(Region labeling entries)
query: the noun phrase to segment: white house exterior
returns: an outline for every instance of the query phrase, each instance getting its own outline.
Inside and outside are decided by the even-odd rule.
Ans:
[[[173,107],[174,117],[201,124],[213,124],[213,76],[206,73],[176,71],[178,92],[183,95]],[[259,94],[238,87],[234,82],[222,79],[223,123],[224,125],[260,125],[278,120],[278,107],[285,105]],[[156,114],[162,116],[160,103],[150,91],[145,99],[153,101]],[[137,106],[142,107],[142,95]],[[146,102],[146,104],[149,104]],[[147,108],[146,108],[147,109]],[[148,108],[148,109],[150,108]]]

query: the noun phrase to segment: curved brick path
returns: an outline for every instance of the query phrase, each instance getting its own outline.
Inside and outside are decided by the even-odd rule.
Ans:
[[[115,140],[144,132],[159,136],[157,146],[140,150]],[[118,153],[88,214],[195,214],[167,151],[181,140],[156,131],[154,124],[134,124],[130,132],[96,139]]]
...
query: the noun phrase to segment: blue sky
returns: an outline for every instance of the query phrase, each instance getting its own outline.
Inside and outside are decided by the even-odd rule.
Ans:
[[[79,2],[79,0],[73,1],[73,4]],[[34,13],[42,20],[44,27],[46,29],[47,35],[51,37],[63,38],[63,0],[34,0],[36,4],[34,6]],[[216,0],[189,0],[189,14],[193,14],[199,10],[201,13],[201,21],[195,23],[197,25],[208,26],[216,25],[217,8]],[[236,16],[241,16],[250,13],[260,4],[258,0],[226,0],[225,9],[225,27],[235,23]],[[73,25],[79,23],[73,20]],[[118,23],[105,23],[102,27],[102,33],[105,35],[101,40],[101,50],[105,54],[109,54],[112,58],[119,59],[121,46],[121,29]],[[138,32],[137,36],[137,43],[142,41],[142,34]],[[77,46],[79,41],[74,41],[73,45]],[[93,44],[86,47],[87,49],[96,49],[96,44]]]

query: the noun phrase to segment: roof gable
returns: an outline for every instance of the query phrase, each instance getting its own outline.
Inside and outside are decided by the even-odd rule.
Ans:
--
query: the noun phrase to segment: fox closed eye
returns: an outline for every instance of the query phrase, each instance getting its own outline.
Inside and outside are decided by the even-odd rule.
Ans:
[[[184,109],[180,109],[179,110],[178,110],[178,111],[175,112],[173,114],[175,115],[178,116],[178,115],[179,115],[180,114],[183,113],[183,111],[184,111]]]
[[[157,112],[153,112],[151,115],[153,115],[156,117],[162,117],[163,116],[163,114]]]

What to do
Pick out every line of the entries above that contains the word "noun". Treat uppercase and lowercase letters as different.

Complete answer
query: the noun phrase to segment: white house exterior
query: the noun phrase to segment: curved brick path
query: the noun phrase to segment: blue sky
query: the noun phrase to segment: roof gable
query: the noun phrase to segment: fox closed eye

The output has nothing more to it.